→ **Stated problem**
Please collect every line in the listing below that contains the word "Trace".

→ **Material to process**
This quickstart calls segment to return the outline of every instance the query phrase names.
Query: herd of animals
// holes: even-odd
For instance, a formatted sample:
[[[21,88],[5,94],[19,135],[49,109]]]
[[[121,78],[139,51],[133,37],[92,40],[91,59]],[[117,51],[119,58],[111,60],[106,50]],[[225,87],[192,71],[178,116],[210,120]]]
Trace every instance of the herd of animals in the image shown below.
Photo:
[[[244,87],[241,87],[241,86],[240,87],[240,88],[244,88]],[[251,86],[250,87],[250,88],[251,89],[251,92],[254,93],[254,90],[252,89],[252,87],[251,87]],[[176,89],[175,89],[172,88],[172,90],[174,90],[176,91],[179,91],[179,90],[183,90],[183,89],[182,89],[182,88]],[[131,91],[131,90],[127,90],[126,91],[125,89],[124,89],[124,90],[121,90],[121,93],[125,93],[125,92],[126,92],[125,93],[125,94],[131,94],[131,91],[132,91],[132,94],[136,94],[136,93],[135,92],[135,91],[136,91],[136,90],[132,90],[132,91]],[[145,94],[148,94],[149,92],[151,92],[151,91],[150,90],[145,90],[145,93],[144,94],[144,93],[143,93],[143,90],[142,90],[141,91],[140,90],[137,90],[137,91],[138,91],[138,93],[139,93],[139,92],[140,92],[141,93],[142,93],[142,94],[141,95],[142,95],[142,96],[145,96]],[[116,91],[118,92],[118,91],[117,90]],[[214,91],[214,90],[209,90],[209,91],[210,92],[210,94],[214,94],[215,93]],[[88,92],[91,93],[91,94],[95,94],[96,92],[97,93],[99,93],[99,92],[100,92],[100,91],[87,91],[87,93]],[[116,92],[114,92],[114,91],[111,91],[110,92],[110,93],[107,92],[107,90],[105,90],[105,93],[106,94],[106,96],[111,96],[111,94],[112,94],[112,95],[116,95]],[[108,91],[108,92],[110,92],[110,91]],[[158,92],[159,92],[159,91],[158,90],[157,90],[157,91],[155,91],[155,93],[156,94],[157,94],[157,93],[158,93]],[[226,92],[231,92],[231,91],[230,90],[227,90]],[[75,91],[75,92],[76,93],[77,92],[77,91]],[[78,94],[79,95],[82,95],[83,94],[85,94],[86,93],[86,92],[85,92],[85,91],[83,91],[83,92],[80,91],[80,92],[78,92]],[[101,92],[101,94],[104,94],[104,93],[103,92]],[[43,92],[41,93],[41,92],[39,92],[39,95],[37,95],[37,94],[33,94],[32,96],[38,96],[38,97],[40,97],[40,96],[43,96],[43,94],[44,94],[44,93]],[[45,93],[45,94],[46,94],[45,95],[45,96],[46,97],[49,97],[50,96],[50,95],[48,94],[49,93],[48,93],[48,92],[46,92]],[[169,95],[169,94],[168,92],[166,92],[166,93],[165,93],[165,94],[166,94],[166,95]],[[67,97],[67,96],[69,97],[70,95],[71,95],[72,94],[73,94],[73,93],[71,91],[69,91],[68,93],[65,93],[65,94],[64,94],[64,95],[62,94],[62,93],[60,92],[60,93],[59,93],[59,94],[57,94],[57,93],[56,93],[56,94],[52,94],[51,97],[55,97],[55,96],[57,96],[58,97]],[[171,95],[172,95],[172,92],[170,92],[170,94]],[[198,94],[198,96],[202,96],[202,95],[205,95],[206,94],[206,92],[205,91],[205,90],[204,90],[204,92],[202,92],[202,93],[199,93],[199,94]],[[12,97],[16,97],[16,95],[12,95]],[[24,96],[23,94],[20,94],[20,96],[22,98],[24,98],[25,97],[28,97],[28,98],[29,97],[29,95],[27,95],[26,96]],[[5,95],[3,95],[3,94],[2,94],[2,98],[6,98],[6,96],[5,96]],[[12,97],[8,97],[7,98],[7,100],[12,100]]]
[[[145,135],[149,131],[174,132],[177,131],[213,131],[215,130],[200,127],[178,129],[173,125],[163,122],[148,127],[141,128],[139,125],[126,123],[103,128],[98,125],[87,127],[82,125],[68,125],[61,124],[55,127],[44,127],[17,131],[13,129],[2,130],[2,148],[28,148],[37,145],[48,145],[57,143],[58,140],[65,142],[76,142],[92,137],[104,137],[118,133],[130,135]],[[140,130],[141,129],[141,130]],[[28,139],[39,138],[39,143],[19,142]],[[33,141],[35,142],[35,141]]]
--
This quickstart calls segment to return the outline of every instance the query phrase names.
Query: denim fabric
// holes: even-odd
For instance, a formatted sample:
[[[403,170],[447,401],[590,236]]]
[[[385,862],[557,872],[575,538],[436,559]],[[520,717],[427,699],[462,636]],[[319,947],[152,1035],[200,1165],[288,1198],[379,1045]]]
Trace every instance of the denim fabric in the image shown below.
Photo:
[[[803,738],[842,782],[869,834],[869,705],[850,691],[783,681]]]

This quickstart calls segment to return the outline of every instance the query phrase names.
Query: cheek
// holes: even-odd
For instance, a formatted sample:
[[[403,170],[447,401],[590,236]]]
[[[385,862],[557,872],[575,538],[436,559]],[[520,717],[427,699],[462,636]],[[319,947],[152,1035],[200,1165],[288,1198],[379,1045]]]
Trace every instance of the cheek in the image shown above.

→ **Task output**
Trace every instance of the herd of animals in the image shown below.
Trace every instance of the denim fabric in the image shown below.
Trace every instance of the cheek in the image shown above.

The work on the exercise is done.